_WHAT TO WORK ON:_ Swap "Target" for "Object" in the lines from the start of the items up to and including the line with "column 137, row 368". Give those lines back with nothing else changed, and leave the pictures out.

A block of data
++++++++++++++++++++
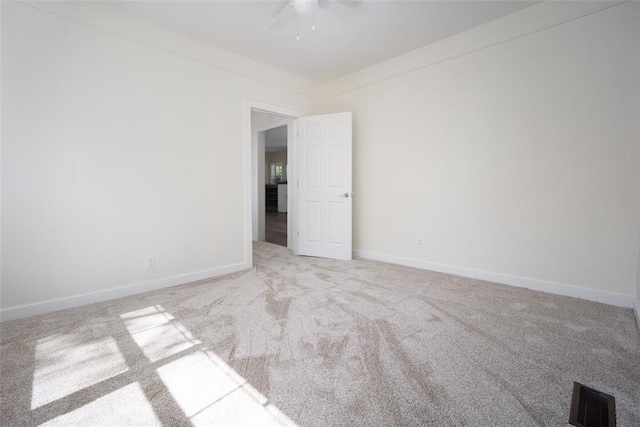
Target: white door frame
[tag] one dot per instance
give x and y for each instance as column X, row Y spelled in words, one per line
column 292, row 173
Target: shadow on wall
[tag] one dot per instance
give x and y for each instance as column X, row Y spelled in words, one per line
column 137, row 368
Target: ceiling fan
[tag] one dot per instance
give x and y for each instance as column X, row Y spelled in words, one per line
column 296, row 8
++++++++++++++++++++
_COMPLETED EXERCISE:_
Object: white door frame
[tag] one dot per instance
give x and y for each instance as column X, row Y spelled in words, one per line
column 292, row 173
Object: shadow on wall
[tag] one dot per instance
give x and y for each instance as column X, row Y spelled in words, one per line
column 137, row 368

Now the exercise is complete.